Which lines of the data hold the word "cloud"? Copy all of them.
⟨
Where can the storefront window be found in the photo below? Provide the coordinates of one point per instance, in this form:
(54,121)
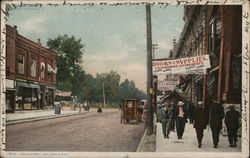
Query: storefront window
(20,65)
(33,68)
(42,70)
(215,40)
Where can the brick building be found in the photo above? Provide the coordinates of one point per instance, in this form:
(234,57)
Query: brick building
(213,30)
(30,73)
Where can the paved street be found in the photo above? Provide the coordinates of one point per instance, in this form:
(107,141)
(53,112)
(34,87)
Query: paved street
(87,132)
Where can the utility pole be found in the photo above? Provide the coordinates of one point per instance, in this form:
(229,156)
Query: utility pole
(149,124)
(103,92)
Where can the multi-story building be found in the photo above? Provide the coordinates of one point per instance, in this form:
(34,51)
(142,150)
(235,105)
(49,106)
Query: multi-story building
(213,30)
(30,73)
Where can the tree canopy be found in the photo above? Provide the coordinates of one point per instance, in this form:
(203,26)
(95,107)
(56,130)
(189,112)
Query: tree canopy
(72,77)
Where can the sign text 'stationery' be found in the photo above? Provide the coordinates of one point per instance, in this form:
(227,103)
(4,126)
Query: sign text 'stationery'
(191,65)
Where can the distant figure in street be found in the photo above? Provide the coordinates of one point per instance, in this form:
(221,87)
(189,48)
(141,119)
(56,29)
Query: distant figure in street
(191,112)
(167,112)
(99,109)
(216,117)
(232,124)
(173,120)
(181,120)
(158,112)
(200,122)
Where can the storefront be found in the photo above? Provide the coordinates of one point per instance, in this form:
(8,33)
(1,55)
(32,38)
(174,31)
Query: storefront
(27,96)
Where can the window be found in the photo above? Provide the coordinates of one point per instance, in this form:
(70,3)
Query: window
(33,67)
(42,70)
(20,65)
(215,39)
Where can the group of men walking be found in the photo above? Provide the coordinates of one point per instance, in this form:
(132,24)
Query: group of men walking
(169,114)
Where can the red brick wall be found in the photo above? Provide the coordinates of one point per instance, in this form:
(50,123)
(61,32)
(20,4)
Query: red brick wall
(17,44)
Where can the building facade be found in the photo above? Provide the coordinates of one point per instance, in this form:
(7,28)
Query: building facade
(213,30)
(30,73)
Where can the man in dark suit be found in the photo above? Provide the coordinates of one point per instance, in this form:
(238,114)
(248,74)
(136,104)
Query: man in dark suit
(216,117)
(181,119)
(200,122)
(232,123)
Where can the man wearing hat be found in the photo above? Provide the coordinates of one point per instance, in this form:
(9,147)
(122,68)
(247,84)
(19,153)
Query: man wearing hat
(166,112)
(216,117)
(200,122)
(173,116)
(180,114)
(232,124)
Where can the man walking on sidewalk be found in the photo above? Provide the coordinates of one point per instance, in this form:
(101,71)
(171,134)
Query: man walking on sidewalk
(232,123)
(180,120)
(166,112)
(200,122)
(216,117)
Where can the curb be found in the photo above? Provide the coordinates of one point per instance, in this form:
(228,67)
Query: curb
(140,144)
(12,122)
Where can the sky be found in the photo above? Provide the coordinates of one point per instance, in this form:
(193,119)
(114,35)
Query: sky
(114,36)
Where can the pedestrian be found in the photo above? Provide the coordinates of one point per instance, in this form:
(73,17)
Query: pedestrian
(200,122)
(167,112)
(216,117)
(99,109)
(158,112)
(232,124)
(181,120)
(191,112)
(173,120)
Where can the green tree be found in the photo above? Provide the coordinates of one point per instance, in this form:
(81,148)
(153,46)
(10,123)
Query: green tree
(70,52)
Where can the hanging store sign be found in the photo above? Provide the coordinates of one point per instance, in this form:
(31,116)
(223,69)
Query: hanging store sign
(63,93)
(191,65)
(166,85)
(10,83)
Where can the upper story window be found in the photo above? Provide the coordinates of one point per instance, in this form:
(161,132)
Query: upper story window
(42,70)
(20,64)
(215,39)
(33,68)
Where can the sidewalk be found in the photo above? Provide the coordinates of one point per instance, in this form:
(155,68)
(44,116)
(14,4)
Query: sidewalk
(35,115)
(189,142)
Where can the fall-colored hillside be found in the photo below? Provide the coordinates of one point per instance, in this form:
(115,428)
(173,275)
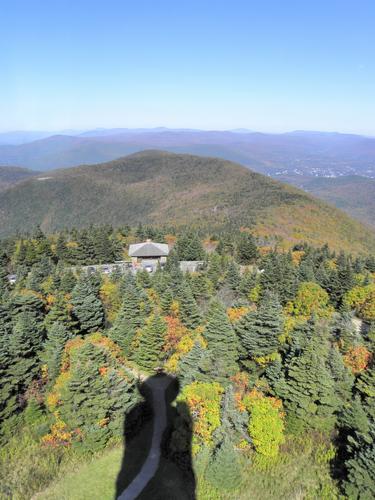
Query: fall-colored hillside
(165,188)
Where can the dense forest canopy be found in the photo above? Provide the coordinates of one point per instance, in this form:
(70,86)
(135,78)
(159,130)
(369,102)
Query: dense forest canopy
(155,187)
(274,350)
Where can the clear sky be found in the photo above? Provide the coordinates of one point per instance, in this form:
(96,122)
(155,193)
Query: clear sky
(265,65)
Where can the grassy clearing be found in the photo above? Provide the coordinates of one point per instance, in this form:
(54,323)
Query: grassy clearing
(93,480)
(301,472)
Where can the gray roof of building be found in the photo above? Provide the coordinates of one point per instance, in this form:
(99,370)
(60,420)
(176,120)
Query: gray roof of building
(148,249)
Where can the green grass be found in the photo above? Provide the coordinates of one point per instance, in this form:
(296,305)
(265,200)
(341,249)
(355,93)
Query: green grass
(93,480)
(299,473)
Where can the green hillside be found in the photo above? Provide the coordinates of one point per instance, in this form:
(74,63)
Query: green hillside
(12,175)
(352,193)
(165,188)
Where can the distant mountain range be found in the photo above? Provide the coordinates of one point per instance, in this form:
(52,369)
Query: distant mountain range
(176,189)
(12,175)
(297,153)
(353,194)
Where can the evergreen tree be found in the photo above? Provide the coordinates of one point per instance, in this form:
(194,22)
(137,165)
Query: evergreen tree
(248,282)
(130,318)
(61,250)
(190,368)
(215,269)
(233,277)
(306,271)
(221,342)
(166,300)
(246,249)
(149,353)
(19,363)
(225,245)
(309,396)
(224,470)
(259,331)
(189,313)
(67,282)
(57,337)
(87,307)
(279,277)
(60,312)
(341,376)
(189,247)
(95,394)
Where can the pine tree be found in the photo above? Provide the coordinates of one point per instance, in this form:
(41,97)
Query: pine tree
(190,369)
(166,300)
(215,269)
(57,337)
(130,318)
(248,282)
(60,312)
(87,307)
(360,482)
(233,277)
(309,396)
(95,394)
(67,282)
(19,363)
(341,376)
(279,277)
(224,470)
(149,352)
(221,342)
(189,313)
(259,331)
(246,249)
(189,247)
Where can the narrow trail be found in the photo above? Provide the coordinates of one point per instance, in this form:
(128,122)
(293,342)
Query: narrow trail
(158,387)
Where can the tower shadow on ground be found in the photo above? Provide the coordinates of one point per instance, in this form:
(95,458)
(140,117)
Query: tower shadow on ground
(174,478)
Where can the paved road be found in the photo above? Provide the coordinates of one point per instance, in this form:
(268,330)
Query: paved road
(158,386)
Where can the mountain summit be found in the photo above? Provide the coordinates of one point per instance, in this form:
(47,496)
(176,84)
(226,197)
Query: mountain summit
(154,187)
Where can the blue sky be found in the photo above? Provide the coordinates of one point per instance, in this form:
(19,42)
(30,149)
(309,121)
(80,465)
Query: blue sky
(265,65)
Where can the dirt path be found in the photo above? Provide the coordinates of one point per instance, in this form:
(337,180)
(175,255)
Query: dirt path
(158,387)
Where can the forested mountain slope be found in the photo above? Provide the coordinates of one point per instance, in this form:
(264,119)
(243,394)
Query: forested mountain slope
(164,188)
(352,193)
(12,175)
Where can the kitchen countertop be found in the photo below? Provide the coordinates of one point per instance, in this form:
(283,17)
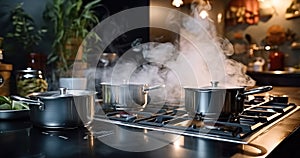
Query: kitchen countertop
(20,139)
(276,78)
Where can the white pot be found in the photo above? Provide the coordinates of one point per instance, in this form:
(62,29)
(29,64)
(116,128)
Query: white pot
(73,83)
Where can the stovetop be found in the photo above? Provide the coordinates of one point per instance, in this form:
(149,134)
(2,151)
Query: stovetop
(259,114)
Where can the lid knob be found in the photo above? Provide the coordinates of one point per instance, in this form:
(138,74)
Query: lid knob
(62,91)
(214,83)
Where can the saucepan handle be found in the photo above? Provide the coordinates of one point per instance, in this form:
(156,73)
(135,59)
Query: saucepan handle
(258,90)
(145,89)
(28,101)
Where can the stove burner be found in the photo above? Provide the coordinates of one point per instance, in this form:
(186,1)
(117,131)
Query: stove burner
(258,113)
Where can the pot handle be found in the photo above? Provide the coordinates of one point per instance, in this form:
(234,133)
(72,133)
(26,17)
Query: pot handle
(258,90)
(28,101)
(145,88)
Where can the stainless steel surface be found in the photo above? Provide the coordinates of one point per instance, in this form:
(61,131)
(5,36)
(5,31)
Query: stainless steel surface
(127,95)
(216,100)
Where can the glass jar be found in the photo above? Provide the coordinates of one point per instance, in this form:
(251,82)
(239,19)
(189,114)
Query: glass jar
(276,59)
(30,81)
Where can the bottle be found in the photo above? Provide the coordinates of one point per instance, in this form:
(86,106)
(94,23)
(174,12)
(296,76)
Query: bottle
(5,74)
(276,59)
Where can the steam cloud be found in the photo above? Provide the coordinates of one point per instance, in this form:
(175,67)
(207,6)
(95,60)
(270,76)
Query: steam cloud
⟩
Answer for the task >>
Where can the steam cloud be found in the photo above? Provide the coordinates of one point per instance, in this form:
Query: steam cloud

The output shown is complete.